Problem to solve: Change "a dot for each instance" to "one dot per instance" in the records starting at the line that contains "point: the tiered" and ending at the end of the records, and give only those lines back with nothing else altered.
────────────────────────────────────────
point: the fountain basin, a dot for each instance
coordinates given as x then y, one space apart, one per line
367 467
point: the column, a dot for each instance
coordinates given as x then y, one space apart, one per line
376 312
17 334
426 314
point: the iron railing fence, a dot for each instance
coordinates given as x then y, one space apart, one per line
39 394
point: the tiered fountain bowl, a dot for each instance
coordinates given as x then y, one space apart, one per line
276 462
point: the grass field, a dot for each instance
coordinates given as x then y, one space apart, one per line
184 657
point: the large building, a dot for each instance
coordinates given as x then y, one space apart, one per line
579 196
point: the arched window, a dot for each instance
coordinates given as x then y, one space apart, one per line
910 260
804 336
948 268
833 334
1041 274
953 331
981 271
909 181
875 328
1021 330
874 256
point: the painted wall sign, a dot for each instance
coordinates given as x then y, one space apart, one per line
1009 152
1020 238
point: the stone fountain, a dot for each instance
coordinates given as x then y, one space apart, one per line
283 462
────────────────────────────────────────
Final answer:
point: the tiered fountain bowl, one dot per instance
coordinates given as x then y, one space apart, one per line
276 462
point: the grass field, one dot per instance
coordinates given as x then y, one space apart, one per line
184 657
point: the large building, one dot per instance
coordinates given as x then y, one space apart, one per line
579 196
point: the arched window, one dot per instance
coordinates given as x then y, one space apart, one per line
910 260
804 336
948 268
833 334
1041 274
953 331
981 271
909 181
875 328
1021 330
874 256
point: the painted wall sign, one dot per instance
coordinates given as x then y, one space apart, one per line
1009 152
1020 238
point: the stone fountain, one dot per instance
coordinates given as x then y, one space apart, one per line
283 462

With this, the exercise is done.